→ Supplied records
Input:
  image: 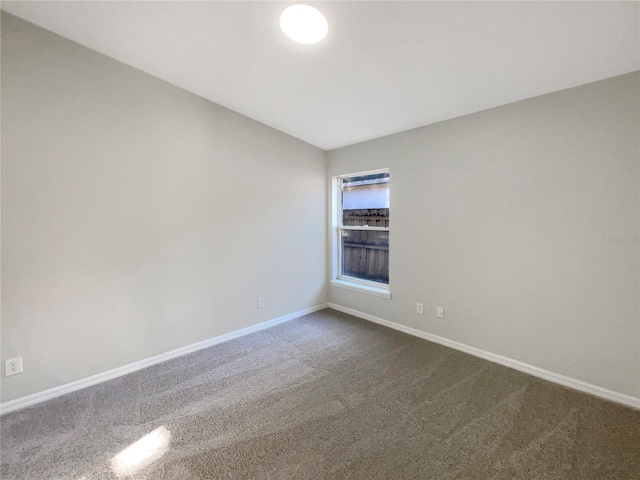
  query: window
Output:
[331,170,391,298]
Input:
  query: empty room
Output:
[0,1,640,480]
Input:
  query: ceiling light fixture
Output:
[280,5,329,44]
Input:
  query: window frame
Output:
[330,168,391,300]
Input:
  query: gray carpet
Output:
[0,310,640,480]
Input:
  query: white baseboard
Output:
[328,303,640,410]
[0,303,328,415]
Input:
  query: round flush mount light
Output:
[280,5,329,44]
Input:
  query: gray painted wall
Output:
[328,72,640,397]
[2,13,327,402]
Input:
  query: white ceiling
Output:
[2,1,640,150]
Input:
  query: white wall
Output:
[2,13,327,402]
[328,72,640,397]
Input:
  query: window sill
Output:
[331,279,391,300]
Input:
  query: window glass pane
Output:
[342,173,389,227]
[340,230,389,283]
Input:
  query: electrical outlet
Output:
[5,357,22,377]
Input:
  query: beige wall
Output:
[328,72,640,397]
[2,13,327,401]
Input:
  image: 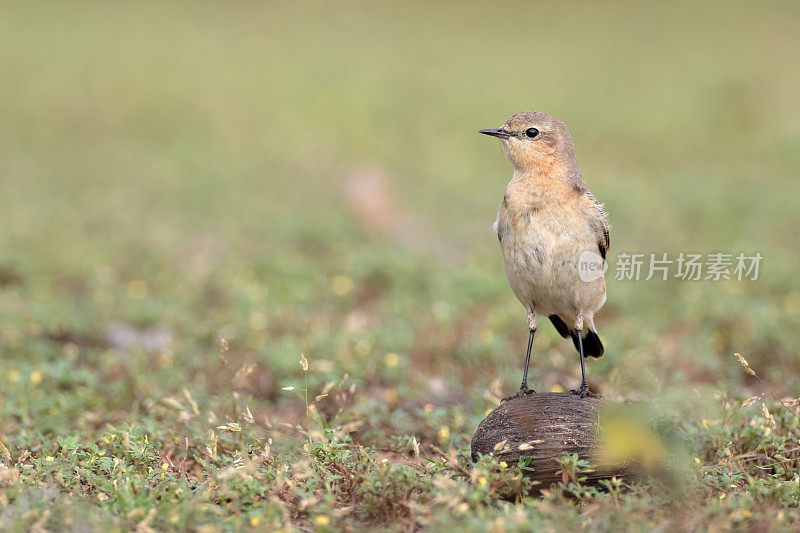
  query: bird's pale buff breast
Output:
[495,187,605,323]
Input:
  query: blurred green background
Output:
[0,2,800,528]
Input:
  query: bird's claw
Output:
[570,387,598,398]
[500,387,536,403]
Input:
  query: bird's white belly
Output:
[498,213,605,317]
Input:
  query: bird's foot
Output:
[500,385,536,403]
[570,383,599,398]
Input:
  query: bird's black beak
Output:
[478,128,511,139]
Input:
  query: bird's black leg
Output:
[570,330,597,398]
[503,329,536,402]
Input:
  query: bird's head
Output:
[480,111,577,173]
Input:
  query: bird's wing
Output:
[584,191,611,259]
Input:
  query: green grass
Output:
[0,2,800,531]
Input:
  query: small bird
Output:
[479,111,610,400]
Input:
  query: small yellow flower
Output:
[383,352,400,368]
[250,311,267,331]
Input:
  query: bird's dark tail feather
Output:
[548,315,604,357]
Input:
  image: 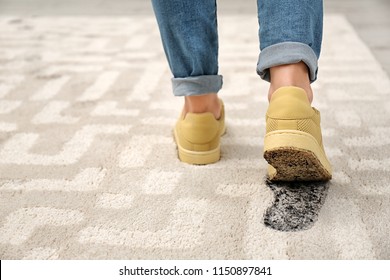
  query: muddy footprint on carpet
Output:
[264,180,329,231]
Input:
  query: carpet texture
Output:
[0,14,390,259]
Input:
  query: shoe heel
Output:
[178,146,221,165]
[264,130,332,181]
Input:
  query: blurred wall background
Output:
[0,0,390,75]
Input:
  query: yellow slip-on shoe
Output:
[174,100,225,164]
[264,87,332,181]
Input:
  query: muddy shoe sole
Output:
[264,130,332,181]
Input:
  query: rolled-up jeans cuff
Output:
[172,75,222,96]
[257,42,318,82]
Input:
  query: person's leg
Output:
[152,0,225,164]
[257,0,332,181]
[152,0,222,118]
[257,0,323,101]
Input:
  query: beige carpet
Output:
[0,15,390,259]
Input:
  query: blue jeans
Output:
[152,0,323,96]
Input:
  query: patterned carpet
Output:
[0,14,390,259]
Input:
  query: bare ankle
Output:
[183,93,221,119]
[268,62,313,103]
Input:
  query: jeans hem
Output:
[172,75,223,96]
[257,42,318,82]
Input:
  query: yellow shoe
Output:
[264,87,332,181]
[174,100,225,164]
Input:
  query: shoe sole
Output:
[264,130,332,181]
[173,124,226,165]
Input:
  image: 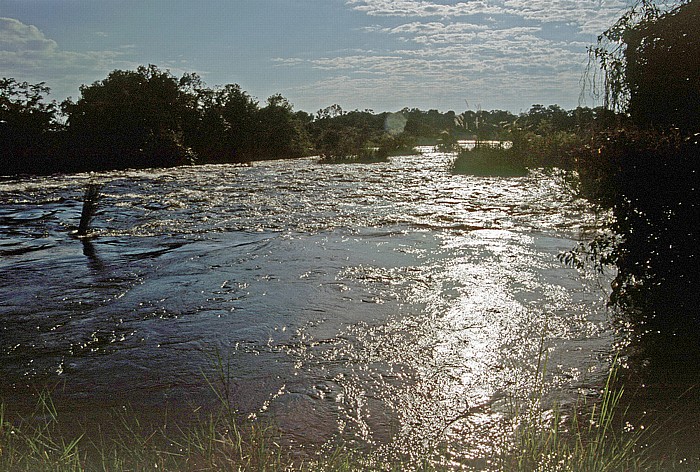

→ Work required
Reproduce the data from its first line through the line containing "[5,357,22,377]", including that line, and leave the pictures out.

→ Complete output
Input:
  image: 
  query: window
Output:
[331,170,391,298]
Input:
  query: empty room
Output:
[0,1,640,480]
Input:
  query: ceiling light fixture
Output:
[280,5,329,44]
Input:
  query: window frame
Output:
[330,168,391,300]
Input:
  query: gray carpet
Output:
[0,310,640,480]
Input:
  query: white baseboard
Output:
[328,303,640,410]
[0,303,328,415]
Input:
  query: round flush mount light
Output:
[280,5,329,44]
Input:
  query: gray painted wall
Output:
[328,72,640,397]
[2,13,327,402]
Input:
  query: white ceiling
Output:
[2,1,640,150]
Input:
  query: white wall
Output:
[2,13,327,402]
[328,72,640,397]
Input:
  query: window sill
Output:
[331,279,391,300]
Input:
  query: window glass pane
Output:
[342,173,389,227]
[340,230,389,283]
Input:
  query: electrical outlet
Output:
[5,357,22,377]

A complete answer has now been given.